(Material provided begins)
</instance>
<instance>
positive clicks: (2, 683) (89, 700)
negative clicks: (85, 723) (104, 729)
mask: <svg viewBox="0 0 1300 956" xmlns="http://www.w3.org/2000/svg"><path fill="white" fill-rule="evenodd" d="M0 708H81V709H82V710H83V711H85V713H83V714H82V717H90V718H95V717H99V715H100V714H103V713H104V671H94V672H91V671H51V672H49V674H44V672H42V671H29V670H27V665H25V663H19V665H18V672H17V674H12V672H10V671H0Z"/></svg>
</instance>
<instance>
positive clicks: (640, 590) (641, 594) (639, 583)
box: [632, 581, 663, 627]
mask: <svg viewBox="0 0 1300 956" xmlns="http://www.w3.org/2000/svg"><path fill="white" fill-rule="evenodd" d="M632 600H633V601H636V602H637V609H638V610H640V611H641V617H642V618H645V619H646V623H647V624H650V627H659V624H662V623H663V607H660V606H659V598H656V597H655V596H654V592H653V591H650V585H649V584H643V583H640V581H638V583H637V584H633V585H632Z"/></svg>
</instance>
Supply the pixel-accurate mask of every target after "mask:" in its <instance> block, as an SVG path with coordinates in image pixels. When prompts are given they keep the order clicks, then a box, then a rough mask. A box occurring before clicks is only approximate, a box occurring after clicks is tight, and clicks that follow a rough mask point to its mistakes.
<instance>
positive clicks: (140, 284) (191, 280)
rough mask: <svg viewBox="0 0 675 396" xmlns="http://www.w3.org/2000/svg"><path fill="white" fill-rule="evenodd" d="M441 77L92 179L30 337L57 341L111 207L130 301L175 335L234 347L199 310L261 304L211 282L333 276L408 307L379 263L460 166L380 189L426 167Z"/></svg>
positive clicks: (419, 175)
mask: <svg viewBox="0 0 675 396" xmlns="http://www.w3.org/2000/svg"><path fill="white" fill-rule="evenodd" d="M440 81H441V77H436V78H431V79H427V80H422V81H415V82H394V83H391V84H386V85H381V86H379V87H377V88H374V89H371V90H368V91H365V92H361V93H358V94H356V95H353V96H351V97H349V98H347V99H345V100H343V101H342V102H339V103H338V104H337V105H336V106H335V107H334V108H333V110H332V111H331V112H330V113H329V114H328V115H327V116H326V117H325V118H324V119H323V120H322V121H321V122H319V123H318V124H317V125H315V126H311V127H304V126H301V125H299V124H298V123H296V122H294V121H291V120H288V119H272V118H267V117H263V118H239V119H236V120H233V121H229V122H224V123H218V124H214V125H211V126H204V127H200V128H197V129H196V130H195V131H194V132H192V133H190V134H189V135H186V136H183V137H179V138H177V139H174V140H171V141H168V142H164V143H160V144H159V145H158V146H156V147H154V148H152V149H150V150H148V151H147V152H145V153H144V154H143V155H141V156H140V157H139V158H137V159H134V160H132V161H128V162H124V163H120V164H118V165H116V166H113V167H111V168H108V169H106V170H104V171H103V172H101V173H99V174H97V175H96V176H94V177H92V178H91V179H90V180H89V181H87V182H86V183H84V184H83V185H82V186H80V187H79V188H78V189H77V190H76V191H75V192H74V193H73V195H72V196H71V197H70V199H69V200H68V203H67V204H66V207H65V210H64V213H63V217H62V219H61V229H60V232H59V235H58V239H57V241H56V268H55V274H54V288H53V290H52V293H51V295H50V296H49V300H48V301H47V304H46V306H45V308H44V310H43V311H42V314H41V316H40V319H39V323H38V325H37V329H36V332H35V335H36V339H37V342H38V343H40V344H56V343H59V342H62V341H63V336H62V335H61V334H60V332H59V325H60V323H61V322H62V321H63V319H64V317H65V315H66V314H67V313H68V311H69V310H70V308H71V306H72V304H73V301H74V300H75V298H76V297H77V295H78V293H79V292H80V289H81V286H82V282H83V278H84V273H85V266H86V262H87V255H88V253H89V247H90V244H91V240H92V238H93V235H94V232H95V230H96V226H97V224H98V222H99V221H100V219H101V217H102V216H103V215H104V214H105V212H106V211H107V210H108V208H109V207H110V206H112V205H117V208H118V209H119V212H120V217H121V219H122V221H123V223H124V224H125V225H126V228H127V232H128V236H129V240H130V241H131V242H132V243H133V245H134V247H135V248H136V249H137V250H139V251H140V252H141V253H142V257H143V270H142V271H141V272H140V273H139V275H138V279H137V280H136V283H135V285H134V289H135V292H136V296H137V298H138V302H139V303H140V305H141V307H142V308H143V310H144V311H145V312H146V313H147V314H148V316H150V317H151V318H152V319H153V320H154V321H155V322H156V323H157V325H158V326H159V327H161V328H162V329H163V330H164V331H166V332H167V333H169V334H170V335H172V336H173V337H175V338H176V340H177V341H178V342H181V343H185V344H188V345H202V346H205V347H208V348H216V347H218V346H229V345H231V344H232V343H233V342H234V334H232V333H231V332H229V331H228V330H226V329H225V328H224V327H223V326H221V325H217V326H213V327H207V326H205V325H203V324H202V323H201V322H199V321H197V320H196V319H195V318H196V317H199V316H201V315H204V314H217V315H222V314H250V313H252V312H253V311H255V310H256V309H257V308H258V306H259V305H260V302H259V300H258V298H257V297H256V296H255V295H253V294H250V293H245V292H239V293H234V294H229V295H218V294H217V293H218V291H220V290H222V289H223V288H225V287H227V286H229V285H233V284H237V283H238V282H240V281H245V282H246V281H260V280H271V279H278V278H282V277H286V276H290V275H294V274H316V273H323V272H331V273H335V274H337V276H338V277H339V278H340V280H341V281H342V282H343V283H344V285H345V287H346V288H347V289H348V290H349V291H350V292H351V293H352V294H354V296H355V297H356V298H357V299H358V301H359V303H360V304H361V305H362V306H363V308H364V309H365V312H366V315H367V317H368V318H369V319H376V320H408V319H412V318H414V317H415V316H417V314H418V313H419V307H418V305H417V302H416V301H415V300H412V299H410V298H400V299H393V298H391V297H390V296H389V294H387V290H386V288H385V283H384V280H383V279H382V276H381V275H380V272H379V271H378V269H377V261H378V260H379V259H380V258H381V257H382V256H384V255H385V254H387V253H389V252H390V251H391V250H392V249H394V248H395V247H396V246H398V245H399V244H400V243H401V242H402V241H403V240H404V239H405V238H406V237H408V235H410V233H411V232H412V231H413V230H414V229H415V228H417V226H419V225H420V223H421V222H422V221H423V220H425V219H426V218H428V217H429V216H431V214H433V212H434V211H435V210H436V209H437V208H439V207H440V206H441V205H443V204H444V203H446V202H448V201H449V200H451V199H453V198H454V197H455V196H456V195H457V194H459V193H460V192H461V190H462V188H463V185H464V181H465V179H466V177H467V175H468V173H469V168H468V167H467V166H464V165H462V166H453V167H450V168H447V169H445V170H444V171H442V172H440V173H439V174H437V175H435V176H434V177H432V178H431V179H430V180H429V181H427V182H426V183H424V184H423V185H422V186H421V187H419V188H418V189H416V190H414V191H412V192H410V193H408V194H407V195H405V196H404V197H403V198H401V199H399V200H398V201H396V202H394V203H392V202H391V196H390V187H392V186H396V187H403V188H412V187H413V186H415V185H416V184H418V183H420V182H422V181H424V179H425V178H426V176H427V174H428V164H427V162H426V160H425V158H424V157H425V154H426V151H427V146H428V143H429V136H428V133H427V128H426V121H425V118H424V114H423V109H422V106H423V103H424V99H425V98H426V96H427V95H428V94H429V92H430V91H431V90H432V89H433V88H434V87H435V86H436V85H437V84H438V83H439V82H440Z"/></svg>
(Material provided ends)
= Assignment =
Give again, exactly as written, the lines running from the first line of the data above through the line that contains "positive clicks: (640, 590)".

= Solution to this task =
</instance>
<instance>
positive clicks: (2, 683) (89, 700)
negative clicks: (85, 723) (104, 729)
mask: <svg viewBox="0 0 1300 956" xmlns="http://www.w3.org/2000/svg"><path fill="white" fill-rule="evenodd" d="M0 708H81V709H82V710H83V711H85V713H83V714H82V717H90V718H95V717H99V715H100V714H103V713H104V671H94V672H91V671H51V672H49V674H44V672H42V671H29V670H27V665H25V663H19V665H18V672H17V674H12V672H10V671H0Z"/></svg>
</instance>
<instance>
positive clicks: (640, 590) (641, 594) (639, 583)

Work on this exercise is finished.